[TRAVAIL À FAIRE]
a: Résumez en deux phrases le compte rendu sur les mémoires de Dino Risi.
b: Dressez la liste des acteurs fétiches de Dino Risi nommés dans le compte rendu sur ses mémoires.
c: Recopiez fidèlement le passage du compte rendu sur les mémoires de Dino Risi compris entre « Pas un commentaire » et « fil des années. », ces deux extraits inclus.

─── SECTION DU DOCUMENT ───

Par Bruno de Cessole

Qui n’a gardé en mémoire les films de Dino Risi, ces joyaux de la comédie italienne des années soixante et soixante-dix, les Monstres, l’Homme aux cent visages, le Fanfaron, la Marche sur Rome, Au nom du peuple italien, Parfum de femme, où s’épanouissait le talent de ses acteurs fétiches : Nino Manfredi, Marcello Mastroianni, Ugo Tognazzi, Vittorio Gassman et Alberto Sordi ? En 2004, quatre ans avant sa mort à l’âge de 91 ans, le réalisateur publia ses Mémoires d’une vie désordonnée, qui viennent d’être traduits en français. Au vrai, ce ne sont pas des Mémoires au sens habituel du terme, sagement et décemment ordonnés, mais une succession d’instantanés, exposés selon les caprices de la mémoire, et qui surgissent comme d’un jeu de cartes que l’on bat. Avec une réjouissante franchise, Dino Risi ne se prive pas de raconter, fussent-ils à son désavantage, les épisodes les plus drolatiques ou les frasques les plus divertissantes de sa vie ou de celles de ses amis et compagnons de scène, et, surtout, ne prend jamais la pose.

Pas un commentaire sur les cinquante films qu’il a réalisés, dit-il, en ayant la tête ailleurs, tournant en pilotage automatique : « J’attendais avec impatience d’avoir terminé la journée de travail pour être enfin seul avec moi-même. Je pensais à tout, sauf au film. […] À une autre histoire, d’autres endroits, d’autres acteurs. Le film que j’étais en train de tourner, je l’avais désormais métabolisé, il était fait, je le voyais déjà, il m’ennuyait, je ne voulais plus m’y attarder. » Cette sorte d’indifférence pour son travail — pas davantage Risi n’a voulu revoir ses films en cassettes ou DVD — relèverait, de l’aveu de l’auteur, de la psychanalyse si son admiration ancienne pour le Dr Freud ne s’était estompée au fil des années.

C’est grâce à la rencontre d’Alberto Lattuada, qu’au terme d’études distraites de médecine et de psychiatrie, Dino Risi devint scénariste puis réalisateur. Merveilleux métier, qui n’en était pas un, et permettait de ne pas perdre sa vie à la gagner. À sa femme, le réalisateur déclarait passer la journée à la maison avec ses deux scénaristes et, sitôt qu’elle avait le dos tourné, sortait un Baby-foot du placard jusqu’à son retour, où elle enjoignait aux enfants de ne pas troubler le besoin de concentration paternel.

Un magnifique spécimen d’égotiste, charmeur, drôle et secrètement désespéré, à l’image de ses amis Mastroianni et Gassman, dilapidant leur vie sur la scène du théâtre humain, dans le jeu, la fête et la séduction, tel apparaît Dino Risi dans cette autobiographie éclatée, à l’enseigne de l’autodérision. Au fil de la mémoire, que de sketches dignes des Monstres et des Nouveaux Monstres ! De la mort du père, occasion d’étreindre avec frénésie sa jeune et belle professeur de violon et de connaître ainsi son premier orgasme, « ce moyen délicieux de se rapprocher de Dieu », à Tognazzi s’endormant sur le sein de Romy Schneider sans avoir eu le temps, sous l’effet de quelques bouteilles de frascati, de lui prouver sa flamme…

Chemin faisant, entre rire et nostalgie, Risi sème des aphorismes désabusés — « Si tu veux te tromper, va où te porte ton coeur », « Le racisme prendra fin quand on pourra traiter un Noir de con », « Coito, ergo sum », ou encore « Avant de naître, lisez attentivement le mode d’emploi » — qui révèlent en ce maître de la comédie un esprit plus proche de Schopenhauer que de Beppe Grillo.

Mes monstres, de Dino Risi, Éditions de Fallois-L’Âge d’Homme, 256 pages, 19,50 €.

─── EXTRAITS DE DONNÉES ───

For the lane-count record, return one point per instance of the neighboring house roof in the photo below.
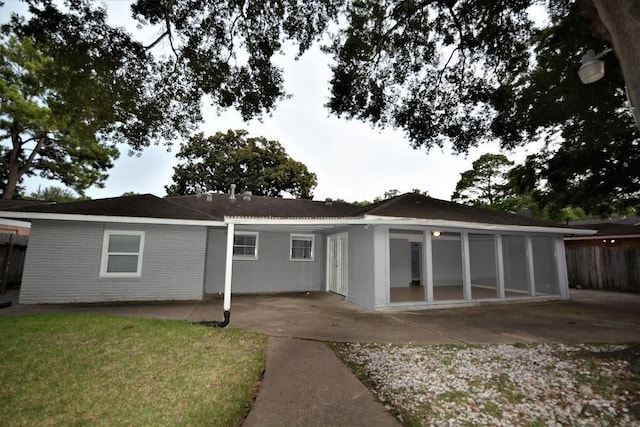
(145, 206)
(623, 220)
(609, 230)
(221, 205)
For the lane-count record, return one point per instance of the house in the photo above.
(407, 251)
(609, 259)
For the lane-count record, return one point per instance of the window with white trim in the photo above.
(302, 246)
(122, 253)
(245, 245)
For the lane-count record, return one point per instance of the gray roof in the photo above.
(138, 206)
(215, 207)
(221, 205)
(414, 205)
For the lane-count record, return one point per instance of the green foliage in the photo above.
(72, 88)
(226, 48)
(486, 184)
(212, 164)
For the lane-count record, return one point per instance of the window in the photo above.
(302, 247)
(245, 245)
(122, 253)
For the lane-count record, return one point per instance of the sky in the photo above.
(352, 160)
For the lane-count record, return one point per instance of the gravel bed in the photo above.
(502, 385)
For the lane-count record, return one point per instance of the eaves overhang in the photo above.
(397, 221)
(109, 218)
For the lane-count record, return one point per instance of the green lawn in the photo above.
(107, 370)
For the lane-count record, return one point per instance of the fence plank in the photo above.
(604, 267)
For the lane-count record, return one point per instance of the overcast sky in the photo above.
(352, 160)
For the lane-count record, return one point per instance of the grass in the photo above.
(106, 370)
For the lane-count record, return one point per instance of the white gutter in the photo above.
(109, 218)
(379, 220)
(15, 223)
(605, 236)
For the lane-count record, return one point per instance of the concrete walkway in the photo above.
(306, 384)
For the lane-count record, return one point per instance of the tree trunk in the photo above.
(622, 19)
(14, 169)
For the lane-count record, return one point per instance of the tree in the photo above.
(56, 194)
(212, 164)
(72, 88)
(486, 184)
(458, 72)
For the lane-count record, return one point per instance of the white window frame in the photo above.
(246, 233)
(306, 237)
(105, 253)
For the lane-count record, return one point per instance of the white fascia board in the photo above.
(111, 219)
(15, 223)
(603, 237)
(380, 220)
(480, 225)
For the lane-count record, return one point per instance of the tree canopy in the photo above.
(256, 164)
(486, 184)
(55, 194)
(448, 72)
(72, 88)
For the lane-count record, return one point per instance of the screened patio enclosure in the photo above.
(434, 266)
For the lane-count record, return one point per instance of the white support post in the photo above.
(466, 266)
(531, 278)
(427, 264)
(228, 272)
(561, 268)
(500, 265)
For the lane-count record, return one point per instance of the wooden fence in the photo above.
(12, 252)
(613, 268)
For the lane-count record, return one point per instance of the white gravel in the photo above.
(501, 385)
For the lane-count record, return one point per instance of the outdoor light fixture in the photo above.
(592, 68)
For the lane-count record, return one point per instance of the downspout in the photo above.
(226, 306)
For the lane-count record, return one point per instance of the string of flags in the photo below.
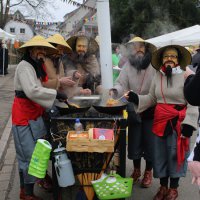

───

[RÉPONSES RÉDIGÉES]
a: Le compte rendu présente les Mémoires d'une vie désordonnée de Dino Risi, publiés en 2004 et récemment traduits en français, comme une succession d'instantanés racontés avec franchise et autodérision, sans aucun commentaire sur ses cinquante films. Il y retient son passage de la médecine au cinéma grâce à Alberto Lattuada, des anecdotes sur ses amis acteurs et des aphorismes désabusés.

b:
- Nino Manfredi
- Marcello Mastroianni
- Ugo Tognazzi
- Vittorio Gassman
- Alberto Sordi

c:
Pas un commentaire sur les cinquante films qu’il a réalisés, dit-il, en ayant la tête ailleurs, tournant en pilotage automatique : « J’attendais avec impatience d’avoir terminé la journée de travail pour être enfin seul avec moi-même. Je pensais à tout, sauf au film. […] À une autre histoire, d’autres endroits, d’autres acteurs. Le film que j’étais en train de tourner, je l’avais désormais métabolisé, il était fait, je le voyais déjà, il m’ennuyait, je ne voulais plus m’y attarder. » Cette sorte d’indifférence pour son travail — pas davantage Risi n’a voulu revoir ses films en cassettes ou DVD — relèverait, de l’aveu de l’auteur, de la psychanalyse si son admiration ancienne pour le Dr Freud ne s’était estompée au fil des années.